Aufgabe A>
Fasse den Text über den Limes Saxoniae in zwei Sätzen zusammen.

Vorliegender Text>
Limes Saxoniae von H.-J. Feldner
Beitrag von Hans-Joachim Feldner, Achterwehr
Der Limes Saxoniae war die zweite wirkliche Staatsgrenze im Land Holstein, sieht man von der nur kurzfristig bestehenden Elbgrenze des Frankenreiches nach der Unterwerfung der Sachsen und ihres Herzogs Widukind ab.
Vorher gab es nur Stammesgrenzen der damals sehr wandernden Stämme. Man überschritt diese Grenzen, wenn die Lebensbedingungen für den Stamm nicht mehr ausreichten, wanderte weiter, erkämpfte sich mit Hilfe der eigenen Götter neuen Lebensraum, sah sich bei Erfolg als tapferer Krieger von den Göttern anerkannt und opferte ihnen.
Weil die nordelbischen Sachsen sich den Franken nicht unterworfen hatten, überschritt Karl der Große die Elbe und besiegte die Nordalbingier mit Hilfe der heidnisch slawischen Abodriten 798 auf dem Suentanafeld bei Bornhöved. Vorübergehend siedelte er die besiegten Nordelbinger im Frankenreich an (z.B. Sachsenhausen bei Frankfurt). Als der Wikingerhäuptling Göttrik auf seine Verhandlungsbitte überhaupt nicht reagierte, erklärte Karl 804 die Eider und die Levensau als Nordgrenze des Frankenreiches. Diese Grenze war zugleich die erste Staatsgrenze in Holstein, schriftlich nach römischem Vorbild verfasst.
Als die Wikinger kämpfend einfielen, ließ Karl die Nordalbingier zurück kehren und einigte sich mit dem Abodritenfürsten Slavomir 810 über eine Grenze zwischen Slawen und Nordalbingiern. Diese Grenze erhielt den Namen „Limes Saxoniae“. Sie wurde die zweite Staatsgrenze auf holsteinischem Gebiet, die Nordostgrenze des Frankenreiches und später des Heiligen Römischen Reiches Deutscher Nation und reichte von der Elbe bis an die Kieler Förde.
Die sorgfältige Überlieferung dieses geschichtlichen Sachverhalts verdanken wir dem berühmten und anerkannten Kirchenhistoriker Adam von Bremen, verfasst um 1075, offensichtlich von einer alten Urkunde abgeschrieben.
Im Verlauf von rund 330 Jahren hielten sich die Westslawen (Wenden) nicht viel an diese Grenzziehung, wie auch die slawische Ortsnamensgrenze beweist. Besonders, wenn im Deutschen Reich eine politische Auseinandersetzung auftrat und damit eine Schwächung der Reichsgewalt entstand, fielen die Abodriten in Nordelbien ein, zerstörten Dörfer, raubten Nahrungsmittel, verschleppten die zum Christentum bekehrten Sachsen, versklavten sie und opferten sie sogar ihren Göttern in Rethra (östlich der Müritz) oder Kap Arkona (auf Rügen).

Aufgabe B>
Gib aus den unten folgenden Zeilen alles wörtlich wieder, beginnend mit der Zeile, die „the upper lip“ enthält, bis einschließlich der letzten dieser Zeilen.

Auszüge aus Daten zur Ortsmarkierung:
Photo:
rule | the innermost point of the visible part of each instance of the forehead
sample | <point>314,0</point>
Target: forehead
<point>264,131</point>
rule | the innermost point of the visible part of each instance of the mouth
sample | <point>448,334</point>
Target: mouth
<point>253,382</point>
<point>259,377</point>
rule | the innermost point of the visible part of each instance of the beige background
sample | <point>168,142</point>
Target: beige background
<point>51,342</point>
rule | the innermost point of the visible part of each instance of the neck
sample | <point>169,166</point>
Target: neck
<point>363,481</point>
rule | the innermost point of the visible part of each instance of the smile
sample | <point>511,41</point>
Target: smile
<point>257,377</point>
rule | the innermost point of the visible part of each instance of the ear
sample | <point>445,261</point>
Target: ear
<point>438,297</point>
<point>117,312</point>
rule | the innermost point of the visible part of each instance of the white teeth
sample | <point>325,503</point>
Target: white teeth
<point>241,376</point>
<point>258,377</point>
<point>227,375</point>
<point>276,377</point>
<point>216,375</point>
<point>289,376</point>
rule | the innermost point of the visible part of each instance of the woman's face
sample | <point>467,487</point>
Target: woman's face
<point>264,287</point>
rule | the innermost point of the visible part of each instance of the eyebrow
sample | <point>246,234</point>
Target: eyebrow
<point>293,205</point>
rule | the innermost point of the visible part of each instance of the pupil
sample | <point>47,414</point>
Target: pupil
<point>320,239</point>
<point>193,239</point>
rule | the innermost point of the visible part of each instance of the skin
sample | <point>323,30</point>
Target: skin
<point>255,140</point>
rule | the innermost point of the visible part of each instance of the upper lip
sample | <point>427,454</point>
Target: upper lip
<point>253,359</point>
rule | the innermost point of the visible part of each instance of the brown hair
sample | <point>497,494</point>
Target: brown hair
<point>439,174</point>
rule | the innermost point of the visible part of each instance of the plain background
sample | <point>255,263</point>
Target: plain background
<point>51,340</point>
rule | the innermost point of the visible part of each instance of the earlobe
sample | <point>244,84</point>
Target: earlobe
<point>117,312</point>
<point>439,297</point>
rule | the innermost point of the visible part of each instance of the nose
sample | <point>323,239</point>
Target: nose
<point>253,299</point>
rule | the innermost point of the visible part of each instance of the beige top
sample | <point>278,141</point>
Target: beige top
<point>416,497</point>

Endergebnis A>
Nachdem Karl der Große die Nordalbingier 798 auf dem Suentanafeld besiegt und 804 Eider und Levensau zur Nordgrenze des Frankenreiches erklärt hatte, einigte er sich 810 mit dem Abodritenfürsten Slavomir auf den Limes Saxoniae, eine Grenze zwischen Slawen und Nordalbingiern von der Elbe bis an die Kieler Förde. Überliefert hat dies Adam von Bremen um 1075, und in den folgenden rund 330 Jahren hielten sich die Westslawen kaum an diese Grenze, sondern fielen besonders bei geschwächter Reichsgewalt in Nordelbien ein.

Endergebnis B>
rule | the innermost point of the visible part of each instance of the upper lip
sample | <point>427,454</point>
Target: upper lip
<point>253,359</point>
rule | the innermost point of the visible part of each instance of the brown hair
sample | <point>497,494</point>
Target: brown hair
<point>439,174</point>
rule | the innermost point of the visible part of each instance of the plain background
sample | <point>255,263</point>
Target: plain background
<point>51,340</point>
rule | the innermost point of the visible part of each instance of the earlobe
sample | <point>244,84</point>
Target: earlobe
<point>117,312</point>
<point>439,297</point>
rule | the innermost point of the visible part of each instance of the nose
sample | <point>323,239</point>
Target: nose
<point>253,299</point>
rule | the innermost point of the visible part of each instance of the beige top
sample | <point>278,141</point>
Target: beige top
<point>416,497</point>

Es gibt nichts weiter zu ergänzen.